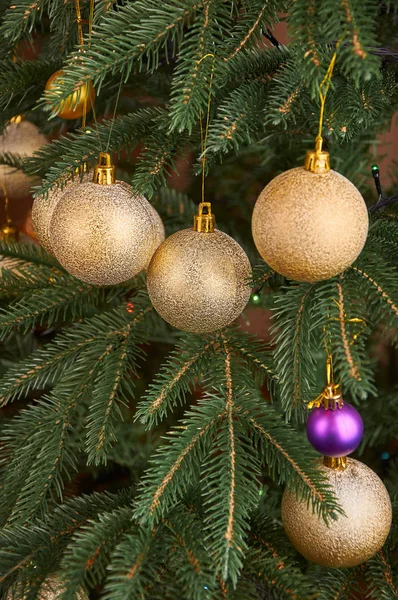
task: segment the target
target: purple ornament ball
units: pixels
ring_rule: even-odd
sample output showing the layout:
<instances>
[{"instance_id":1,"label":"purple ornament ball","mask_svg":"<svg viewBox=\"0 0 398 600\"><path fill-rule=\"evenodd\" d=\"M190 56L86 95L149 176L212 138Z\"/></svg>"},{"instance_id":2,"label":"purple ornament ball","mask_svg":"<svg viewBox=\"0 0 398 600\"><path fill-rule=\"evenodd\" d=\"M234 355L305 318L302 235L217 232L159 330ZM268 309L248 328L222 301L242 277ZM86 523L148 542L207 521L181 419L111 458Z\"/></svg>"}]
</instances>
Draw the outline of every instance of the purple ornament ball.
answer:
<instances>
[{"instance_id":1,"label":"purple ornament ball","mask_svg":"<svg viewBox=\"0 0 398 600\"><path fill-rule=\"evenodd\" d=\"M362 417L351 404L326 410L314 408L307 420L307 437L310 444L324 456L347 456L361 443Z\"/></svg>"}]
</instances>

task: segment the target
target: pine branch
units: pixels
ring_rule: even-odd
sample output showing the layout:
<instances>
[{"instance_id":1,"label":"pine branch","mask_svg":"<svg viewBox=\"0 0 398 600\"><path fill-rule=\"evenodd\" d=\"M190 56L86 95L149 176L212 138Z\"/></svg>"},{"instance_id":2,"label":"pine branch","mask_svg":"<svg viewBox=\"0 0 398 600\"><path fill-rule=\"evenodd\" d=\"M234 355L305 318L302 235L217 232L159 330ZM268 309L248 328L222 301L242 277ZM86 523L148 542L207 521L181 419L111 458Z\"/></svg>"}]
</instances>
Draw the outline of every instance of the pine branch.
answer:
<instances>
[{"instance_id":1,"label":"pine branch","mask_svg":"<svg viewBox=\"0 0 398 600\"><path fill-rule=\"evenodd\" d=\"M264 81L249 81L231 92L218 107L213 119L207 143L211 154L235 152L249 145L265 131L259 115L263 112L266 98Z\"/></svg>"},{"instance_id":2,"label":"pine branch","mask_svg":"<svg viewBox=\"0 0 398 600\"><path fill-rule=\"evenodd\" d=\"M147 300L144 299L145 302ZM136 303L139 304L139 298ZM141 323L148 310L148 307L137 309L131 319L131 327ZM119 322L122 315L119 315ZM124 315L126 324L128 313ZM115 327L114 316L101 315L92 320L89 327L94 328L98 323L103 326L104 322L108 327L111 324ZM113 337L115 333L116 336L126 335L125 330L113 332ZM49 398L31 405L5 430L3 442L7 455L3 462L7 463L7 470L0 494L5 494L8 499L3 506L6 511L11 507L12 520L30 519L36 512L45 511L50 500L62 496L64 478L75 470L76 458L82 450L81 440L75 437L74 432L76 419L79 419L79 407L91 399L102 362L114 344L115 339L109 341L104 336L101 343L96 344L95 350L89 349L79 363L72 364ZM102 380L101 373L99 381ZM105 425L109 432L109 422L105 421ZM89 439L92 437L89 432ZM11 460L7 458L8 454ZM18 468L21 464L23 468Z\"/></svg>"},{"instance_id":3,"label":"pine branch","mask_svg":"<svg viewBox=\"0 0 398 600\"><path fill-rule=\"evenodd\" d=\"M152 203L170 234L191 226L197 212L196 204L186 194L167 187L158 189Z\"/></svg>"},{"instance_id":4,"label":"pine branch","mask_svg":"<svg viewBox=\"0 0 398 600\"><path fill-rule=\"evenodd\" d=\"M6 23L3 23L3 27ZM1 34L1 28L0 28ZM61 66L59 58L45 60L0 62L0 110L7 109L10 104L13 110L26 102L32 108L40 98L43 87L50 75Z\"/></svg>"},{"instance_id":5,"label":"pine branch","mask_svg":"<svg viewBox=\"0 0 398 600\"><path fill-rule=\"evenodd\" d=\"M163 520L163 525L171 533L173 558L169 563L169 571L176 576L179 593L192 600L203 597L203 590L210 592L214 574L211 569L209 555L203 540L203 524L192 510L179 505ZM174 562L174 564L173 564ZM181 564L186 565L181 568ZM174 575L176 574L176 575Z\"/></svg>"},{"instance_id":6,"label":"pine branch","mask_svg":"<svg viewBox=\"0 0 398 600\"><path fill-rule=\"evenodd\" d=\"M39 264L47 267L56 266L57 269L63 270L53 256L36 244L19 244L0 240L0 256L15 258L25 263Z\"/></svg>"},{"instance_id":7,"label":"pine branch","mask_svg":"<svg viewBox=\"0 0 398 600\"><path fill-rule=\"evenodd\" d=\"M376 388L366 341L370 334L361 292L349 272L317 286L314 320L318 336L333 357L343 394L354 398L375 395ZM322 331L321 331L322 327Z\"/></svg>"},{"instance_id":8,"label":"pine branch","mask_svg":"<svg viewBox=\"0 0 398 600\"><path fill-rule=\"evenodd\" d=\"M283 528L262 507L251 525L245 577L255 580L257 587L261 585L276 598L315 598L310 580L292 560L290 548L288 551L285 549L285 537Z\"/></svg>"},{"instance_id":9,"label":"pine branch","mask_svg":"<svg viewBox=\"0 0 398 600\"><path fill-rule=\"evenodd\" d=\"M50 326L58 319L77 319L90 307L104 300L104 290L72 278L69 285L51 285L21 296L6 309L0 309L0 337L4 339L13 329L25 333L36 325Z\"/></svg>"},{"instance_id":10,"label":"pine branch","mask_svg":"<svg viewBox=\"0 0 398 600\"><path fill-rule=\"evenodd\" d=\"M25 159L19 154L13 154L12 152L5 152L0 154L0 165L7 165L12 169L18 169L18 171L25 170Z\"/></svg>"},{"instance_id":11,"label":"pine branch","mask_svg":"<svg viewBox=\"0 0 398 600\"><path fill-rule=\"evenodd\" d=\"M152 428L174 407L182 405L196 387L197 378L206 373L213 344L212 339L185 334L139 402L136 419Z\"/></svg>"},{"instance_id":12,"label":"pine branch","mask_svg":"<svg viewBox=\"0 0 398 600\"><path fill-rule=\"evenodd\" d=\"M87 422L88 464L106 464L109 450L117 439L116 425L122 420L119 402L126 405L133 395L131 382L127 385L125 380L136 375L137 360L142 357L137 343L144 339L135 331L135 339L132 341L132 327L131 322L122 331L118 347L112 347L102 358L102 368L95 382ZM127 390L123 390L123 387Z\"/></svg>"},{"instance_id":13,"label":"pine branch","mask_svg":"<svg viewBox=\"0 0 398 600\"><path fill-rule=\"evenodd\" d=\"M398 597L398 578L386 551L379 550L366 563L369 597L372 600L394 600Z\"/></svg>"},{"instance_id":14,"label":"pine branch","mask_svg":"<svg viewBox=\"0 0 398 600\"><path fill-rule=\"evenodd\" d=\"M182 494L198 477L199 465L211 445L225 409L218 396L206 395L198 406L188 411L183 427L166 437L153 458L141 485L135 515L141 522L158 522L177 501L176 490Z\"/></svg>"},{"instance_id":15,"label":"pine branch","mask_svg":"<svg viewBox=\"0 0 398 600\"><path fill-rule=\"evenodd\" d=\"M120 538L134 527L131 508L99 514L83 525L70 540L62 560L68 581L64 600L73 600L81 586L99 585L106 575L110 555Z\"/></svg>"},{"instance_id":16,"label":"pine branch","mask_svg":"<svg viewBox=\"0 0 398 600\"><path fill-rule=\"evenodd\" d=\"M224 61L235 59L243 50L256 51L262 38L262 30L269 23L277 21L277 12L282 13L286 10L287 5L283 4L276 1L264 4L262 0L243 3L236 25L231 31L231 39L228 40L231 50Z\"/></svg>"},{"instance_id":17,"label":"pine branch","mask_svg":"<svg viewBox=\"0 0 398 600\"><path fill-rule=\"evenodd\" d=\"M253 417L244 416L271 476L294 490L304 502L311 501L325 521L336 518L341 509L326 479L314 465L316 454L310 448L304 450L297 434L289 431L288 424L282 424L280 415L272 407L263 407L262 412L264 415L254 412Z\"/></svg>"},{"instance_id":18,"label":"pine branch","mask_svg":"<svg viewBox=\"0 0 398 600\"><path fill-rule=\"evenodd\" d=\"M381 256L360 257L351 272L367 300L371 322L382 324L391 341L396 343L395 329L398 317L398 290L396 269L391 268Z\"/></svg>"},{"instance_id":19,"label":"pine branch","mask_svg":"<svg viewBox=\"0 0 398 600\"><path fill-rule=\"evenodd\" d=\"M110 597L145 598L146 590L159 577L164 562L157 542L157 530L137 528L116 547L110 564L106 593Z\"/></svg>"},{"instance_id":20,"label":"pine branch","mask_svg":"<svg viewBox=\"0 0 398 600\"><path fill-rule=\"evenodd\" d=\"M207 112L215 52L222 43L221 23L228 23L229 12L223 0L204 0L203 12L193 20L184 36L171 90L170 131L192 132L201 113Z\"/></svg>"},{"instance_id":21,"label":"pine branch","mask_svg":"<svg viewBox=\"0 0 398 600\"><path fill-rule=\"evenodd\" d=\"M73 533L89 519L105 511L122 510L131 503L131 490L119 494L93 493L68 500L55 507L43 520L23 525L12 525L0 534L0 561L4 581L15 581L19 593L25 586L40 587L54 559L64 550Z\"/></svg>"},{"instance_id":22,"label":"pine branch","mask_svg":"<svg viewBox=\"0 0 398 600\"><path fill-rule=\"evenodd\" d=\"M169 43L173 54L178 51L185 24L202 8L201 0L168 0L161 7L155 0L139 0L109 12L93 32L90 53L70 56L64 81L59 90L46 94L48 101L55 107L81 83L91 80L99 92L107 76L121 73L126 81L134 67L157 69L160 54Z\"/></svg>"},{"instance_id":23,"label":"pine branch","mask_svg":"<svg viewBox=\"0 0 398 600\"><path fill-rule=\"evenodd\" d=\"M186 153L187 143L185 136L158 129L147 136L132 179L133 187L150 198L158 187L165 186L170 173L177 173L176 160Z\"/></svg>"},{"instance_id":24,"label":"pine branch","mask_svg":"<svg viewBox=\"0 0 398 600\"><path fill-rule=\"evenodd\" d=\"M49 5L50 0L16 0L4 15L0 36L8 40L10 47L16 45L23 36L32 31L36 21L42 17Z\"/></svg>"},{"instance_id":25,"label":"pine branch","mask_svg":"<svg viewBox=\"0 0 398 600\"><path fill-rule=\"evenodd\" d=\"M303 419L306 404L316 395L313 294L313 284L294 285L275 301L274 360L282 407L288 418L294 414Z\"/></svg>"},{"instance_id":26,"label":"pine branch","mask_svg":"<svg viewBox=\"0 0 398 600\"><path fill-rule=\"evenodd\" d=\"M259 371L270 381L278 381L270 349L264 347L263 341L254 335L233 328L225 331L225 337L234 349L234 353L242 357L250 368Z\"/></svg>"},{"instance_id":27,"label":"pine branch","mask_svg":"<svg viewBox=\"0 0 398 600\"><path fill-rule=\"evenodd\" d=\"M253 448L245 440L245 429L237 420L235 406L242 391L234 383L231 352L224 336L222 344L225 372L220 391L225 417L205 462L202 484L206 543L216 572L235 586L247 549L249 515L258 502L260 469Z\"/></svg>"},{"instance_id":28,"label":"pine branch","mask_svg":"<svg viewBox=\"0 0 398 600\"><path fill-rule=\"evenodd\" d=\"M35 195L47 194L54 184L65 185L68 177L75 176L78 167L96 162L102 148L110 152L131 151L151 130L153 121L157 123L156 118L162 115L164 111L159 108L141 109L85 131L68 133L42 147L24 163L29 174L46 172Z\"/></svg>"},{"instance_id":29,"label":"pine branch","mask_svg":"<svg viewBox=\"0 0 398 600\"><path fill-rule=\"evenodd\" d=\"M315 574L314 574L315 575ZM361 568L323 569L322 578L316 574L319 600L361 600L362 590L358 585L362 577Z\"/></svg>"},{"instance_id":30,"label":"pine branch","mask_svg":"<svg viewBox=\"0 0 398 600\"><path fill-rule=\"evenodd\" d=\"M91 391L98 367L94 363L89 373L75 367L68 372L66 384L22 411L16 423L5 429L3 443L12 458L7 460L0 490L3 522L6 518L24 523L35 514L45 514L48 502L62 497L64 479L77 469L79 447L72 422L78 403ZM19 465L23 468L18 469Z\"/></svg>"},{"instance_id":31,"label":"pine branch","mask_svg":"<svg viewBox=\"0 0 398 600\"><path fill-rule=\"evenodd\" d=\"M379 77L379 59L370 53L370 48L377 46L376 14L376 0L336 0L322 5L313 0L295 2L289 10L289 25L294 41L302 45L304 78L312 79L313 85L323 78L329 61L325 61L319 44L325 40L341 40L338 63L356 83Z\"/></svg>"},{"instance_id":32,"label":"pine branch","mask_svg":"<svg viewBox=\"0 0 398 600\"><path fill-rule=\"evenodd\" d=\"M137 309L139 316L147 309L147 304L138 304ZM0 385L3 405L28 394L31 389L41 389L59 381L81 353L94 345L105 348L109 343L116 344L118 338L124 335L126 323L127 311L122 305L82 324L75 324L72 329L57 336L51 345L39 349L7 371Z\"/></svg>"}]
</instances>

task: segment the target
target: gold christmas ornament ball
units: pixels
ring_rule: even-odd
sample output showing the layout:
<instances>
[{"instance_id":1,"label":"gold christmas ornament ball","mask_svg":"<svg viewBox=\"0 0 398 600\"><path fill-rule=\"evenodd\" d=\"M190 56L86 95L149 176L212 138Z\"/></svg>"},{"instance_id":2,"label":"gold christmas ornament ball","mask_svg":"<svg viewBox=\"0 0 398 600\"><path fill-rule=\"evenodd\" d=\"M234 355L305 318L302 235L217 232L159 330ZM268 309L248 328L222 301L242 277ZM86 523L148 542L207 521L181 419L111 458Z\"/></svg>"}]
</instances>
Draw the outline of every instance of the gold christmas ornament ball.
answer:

----

### What to work on
Please copy out each line of the material that holds the string "outline".

### Result for this task
Draw the outline of every instance of the purple ornament ball.
Draw the outline of every instance of the pine branch.
Draw the outline of every instance of the gold christmas ornament ball.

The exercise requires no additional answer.